# taz.de -- Champions-League-Finale der Frauen: Wolfsburg ist das beste Team Europas
       
       > Es war ein Sieg der alten deutschen Fußball-Tugenden. Der VfL Wolfsburg
       > setzt sich knapp gegen den Titelverteidiger Olympique Lyon durch.
       
 (IMG) Bild: Anna Blässe mit Pott im Stadion des FC Chelsea in London.
       
       LONDON taz | „Wa-, Wa-, Wahnsinn!“ Kann es sein, dass der smarte
       Mittfünfziger im smarten Businessanzug wirklich gestottert hat? Thomas
       Röttgermann, der Geschäftsführer des VfL Wolfsburg, tat sich schwer Worte
       zu finden, für das, was er da gerade erlebt hat. „Die Meisterschaft war das
       beste, der Pokal das allerbeste aber jetzt der Champions-League-Sieg, das
       ist das allerallerbeste.“
       
       Der VfL Wolfsburg ist gerade durch ein 1:0 gegen Olympique Lyon
       Champions-League-Sieger 2013 geworden und der Manager scheint die üblichen
       Marketingfloskeln glatt vergessen zu haben, stottert und bemüht eine
       beinahe schon niedlichen Kinderkomparativ.
       
       „Wir sind die erfolgreichste Mannschaft Europas“, sagte Röttgermann nach
       dem Spiel. Jetzt wolle man weiterarbeiten, wolle auch das beste Team
       Europas werden. Das ist, da ließen weder Trainer, noch Geschäftsführer und
       die Wolfsburger Spielerinnen schon gar nicht den Hauch eines Zweifels zu,
       das ist weiterhin Olympique Lyon.
       
       Die Mannschaft, die in den vergangenen zwei Jahren die Champions League
       gewonnen hat, zeigte auch am Donnerstag im mit 19.000 wohlmeinend gezählten
       Zuschauern nicht einmal zur Hälfte gefüllten Stadion des FC Chelsea an der
       Stamford Bridge, was sie kann.

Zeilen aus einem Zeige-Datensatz
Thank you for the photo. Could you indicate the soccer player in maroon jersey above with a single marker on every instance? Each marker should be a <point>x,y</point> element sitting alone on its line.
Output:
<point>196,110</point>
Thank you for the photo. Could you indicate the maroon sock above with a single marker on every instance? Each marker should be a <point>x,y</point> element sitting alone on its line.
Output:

GESTELLTE AUFGABEN>
1) Beantworten Sie zum Bericht über das Champions-League-Finale der Frauen die folgenden Fragen:
(a) Mit welchem Ergebnis und gegen welchen Gegner gewann der VfL Wolfsburg?
(b) Welche Funktion hat Thomas Röttgermann beim VfL Wolfsburg?
(c) Wie viele Zuschauer wurden im Stadion des FC Chelsea gezählt?
2) Fassen Sie den Bericht über das Champions-League-Finale der Frauen in zwei Sätzen zusammen.
3) Führen Sie den Bericht über das Champions-League-Finale der Frauen im Anschluss an seinen letzten Satz weiter.

ANTWORTEN ZUR ÜBUNG>
1)
(a) Der VfL Wolfsburg gewann mit 1:0 gegen Olympique Lyon.
(b) Thomas Röttgermann ist der Geschäftsführer des VfL Wolfsburg.
(c) Es wurden wohlmeinend 19.000 Zuschauer gezählt.

2) Der VfL Wolfsburg gewann das Champions-League-Finale der Frauen 2013 im Stadion des FC Chelsea mit 1:0 gegen den Titelverteidiger Olympique Lyon. Geschäftsführer Thomas Röttgermann rang nach dem Spiel um Worte und nannte Wolfsburg die erfolgreichste Mannschaft Europas, während bei den Wolfsburgern kein Zweifel daran bestand, dass Lyon weiterhin das beste Team Europas ist.

3)
       
       Die besseren Fußballerinnen spielten an diesem Abend auf der Seite des
       Titelverteidigers. Das Passspiel war sicherer als das der Wolfsburgerinnen,
       die Laufwege überraschender und die Ballverarbeitung teilweise eine
       Augenweide. Lyon hatte auch mehr Chancen, aber es war eben nicht zwingend
       genug, was die Frauen unter der Regie von Spielmacherin Louisa Necib da
       spielten.
       
       Am Ende sind sie regelrecht zerschellt an der taktischen Disziplin und der
       physischen Stärke der Wolfsburgerinnen, die sich in die Bälle geworfen
       haben wie die deutschen Recken in den besten Zeiten des Vorstopperfußballs.
       Das hat den Spielerinnen offensichtlich Spaß gemacht, immer wieder
       meterlang auf den Hosenboden über den Rasen und in die Bälle
       hineinzurutschen.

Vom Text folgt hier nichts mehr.